- Directions for this task -
List each line of the data that holds the string "bounding", please.

═══ Data for review ═══

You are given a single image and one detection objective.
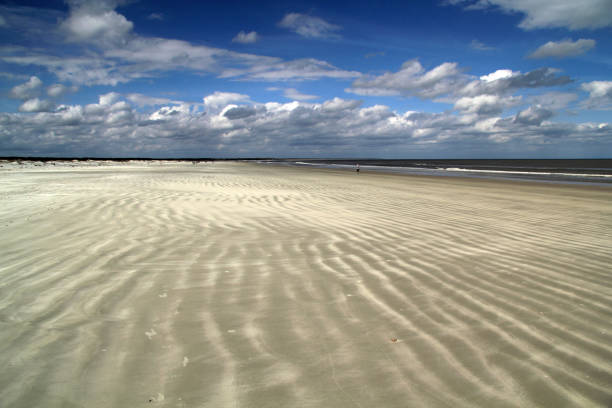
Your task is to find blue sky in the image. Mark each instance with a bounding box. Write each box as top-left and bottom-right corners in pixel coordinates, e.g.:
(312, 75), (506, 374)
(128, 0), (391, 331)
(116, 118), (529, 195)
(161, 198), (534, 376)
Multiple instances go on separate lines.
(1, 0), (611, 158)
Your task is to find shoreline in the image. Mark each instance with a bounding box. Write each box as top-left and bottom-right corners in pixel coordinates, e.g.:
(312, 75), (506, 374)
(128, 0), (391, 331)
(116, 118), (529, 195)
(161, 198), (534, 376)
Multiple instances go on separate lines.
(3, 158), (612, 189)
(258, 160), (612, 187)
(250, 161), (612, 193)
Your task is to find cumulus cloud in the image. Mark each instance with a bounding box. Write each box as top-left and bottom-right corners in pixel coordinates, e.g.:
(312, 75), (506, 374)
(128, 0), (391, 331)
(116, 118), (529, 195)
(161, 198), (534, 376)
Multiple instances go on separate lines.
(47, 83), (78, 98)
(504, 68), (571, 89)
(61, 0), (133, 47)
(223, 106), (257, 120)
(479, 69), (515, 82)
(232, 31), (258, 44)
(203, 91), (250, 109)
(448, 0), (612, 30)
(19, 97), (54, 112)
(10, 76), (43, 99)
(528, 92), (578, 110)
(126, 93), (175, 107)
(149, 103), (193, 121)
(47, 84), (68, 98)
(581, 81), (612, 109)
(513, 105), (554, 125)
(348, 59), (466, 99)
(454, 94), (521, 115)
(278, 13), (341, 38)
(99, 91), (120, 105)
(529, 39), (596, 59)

═══

- Exercise answer -
Your task is to find blue sky in the image. Mark each instance with a bounding box. Write each box as top-left and bottom-right corners in pixel coordinates, e.g.:
Your task is to find shoreline in the image. Mark each instance with a bounding box. Write each box as top-left and bottom-right corners in pixel coordinates, e.g.:
Your task is to find cumulus cloud in the image. Mark each instance with a bounding box. Write each box as top-left and bottom-right corners in pixel coordinates, e.g.:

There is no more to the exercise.